### What is being asked
Read through the listing, and wherever a line holds the word "truck", return it.
Supplied entries Start Marker
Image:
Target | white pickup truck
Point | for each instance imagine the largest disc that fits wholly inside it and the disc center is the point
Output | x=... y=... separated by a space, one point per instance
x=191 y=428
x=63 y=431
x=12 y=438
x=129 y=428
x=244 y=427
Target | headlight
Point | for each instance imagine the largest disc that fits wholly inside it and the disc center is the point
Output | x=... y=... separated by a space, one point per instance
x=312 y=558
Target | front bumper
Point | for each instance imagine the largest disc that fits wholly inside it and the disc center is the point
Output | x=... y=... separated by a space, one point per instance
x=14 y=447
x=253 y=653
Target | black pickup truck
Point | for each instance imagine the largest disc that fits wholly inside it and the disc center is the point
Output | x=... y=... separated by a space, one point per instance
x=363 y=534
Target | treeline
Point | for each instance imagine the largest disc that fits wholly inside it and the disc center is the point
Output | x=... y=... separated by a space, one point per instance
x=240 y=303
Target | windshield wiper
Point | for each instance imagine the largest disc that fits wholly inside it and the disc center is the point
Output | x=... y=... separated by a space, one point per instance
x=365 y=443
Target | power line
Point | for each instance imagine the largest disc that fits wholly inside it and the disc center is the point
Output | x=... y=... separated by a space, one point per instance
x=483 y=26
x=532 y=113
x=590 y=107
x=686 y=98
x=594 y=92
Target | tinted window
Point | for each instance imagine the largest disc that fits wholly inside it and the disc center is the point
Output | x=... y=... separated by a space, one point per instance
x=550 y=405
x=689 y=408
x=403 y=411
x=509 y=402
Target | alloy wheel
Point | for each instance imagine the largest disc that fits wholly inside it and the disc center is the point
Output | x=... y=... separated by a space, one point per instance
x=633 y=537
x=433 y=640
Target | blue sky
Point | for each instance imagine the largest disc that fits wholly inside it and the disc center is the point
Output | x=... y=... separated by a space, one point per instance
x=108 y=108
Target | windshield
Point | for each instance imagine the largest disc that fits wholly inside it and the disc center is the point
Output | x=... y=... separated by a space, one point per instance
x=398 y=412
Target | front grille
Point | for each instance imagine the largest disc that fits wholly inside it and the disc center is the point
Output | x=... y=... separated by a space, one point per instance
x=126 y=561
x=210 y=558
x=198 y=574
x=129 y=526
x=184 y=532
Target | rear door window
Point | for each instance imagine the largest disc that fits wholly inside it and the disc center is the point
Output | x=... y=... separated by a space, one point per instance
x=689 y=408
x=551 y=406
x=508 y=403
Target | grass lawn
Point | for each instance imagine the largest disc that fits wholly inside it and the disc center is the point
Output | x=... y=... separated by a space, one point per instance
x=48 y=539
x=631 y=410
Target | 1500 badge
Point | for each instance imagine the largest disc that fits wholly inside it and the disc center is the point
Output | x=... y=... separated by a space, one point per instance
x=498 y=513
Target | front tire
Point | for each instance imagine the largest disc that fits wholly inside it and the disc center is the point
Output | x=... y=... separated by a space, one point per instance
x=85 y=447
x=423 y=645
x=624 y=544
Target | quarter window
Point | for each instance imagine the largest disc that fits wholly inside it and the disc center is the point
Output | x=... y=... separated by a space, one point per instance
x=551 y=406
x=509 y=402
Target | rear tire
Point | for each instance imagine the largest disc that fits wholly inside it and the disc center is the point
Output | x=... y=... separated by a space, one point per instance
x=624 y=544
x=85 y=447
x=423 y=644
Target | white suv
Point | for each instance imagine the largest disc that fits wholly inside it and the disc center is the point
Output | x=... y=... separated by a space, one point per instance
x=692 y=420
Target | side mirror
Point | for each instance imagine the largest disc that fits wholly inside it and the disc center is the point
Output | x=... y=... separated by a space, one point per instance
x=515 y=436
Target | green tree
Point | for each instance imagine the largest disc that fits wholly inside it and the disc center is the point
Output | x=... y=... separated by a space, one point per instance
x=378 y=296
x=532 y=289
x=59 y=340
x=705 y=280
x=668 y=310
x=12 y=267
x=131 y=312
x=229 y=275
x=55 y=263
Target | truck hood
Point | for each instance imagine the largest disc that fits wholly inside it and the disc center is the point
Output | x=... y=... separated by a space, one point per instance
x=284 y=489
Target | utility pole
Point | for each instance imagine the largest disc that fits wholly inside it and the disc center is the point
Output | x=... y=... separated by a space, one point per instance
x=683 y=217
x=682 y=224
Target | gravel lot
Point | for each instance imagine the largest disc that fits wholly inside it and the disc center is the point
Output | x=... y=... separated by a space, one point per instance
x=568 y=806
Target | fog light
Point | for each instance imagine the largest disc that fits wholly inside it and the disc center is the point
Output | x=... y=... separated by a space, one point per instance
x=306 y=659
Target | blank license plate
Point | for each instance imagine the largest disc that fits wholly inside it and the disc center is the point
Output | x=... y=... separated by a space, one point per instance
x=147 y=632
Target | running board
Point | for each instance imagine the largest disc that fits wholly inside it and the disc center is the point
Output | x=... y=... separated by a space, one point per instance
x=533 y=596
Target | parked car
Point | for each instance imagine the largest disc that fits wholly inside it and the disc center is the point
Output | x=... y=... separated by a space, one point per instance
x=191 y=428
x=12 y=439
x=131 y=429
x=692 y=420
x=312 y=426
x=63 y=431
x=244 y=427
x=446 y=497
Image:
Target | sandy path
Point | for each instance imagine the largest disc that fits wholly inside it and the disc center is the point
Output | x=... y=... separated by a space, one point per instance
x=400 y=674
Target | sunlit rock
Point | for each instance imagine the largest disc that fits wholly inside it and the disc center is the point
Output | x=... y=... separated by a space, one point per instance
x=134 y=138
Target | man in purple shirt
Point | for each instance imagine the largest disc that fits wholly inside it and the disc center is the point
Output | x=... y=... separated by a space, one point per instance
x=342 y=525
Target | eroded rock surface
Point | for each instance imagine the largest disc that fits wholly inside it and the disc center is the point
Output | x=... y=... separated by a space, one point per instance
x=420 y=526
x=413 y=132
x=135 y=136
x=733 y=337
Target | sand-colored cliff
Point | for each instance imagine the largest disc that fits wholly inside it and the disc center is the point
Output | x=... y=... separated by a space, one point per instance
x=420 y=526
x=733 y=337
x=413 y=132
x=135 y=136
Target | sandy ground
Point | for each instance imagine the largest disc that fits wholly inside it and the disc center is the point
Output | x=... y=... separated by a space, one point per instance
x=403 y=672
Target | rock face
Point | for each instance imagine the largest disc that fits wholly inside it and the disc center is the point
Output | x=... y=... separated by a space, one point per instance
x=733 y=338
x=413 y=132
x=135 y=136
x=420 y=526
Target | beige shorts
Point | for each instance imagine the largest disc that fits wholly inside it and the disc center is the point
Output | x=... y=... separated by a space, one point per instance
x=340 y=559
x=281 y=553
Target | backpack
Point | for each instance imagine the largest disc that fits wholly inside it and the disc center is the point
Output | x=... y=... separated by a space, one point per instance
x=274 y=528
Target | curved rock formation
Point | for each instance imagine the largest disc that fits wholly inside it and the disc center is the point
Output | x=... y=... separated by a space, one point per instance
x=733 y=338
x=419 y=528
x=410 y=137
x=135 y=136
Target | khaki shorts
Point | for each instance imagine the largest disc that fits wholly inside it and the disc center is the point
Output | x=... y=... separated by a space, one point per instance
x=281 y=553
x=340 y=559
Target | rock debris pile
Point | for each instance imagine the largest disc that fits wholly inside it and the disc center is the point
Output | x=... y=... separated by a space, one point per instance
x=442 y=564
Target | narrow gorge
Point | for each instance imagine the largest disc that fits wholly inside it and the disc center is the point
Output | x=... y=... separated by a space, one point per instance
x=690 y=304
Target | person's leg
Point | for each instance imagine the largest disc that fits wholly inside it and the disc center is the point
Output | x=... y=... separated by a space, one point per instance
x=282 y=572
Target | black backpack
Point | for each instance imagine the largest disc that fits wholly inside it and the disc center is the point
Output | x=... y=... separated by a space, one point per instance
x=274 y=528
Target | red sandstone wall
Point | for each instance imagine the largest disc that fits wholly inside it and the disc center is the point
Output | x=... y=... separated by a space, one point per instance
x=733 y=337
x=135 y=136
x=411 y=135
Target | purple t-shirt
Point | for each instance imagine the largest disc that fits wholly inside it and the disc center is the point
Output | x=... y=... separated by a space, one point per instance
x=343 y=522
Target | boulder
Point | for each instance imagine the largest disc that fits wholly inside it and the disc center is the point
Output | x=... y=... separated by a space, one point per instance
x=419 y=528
Supplied entries End Marker
### Solution to this exercise
Target | white pickup truck
Target | black pickup truck
Target | truck hood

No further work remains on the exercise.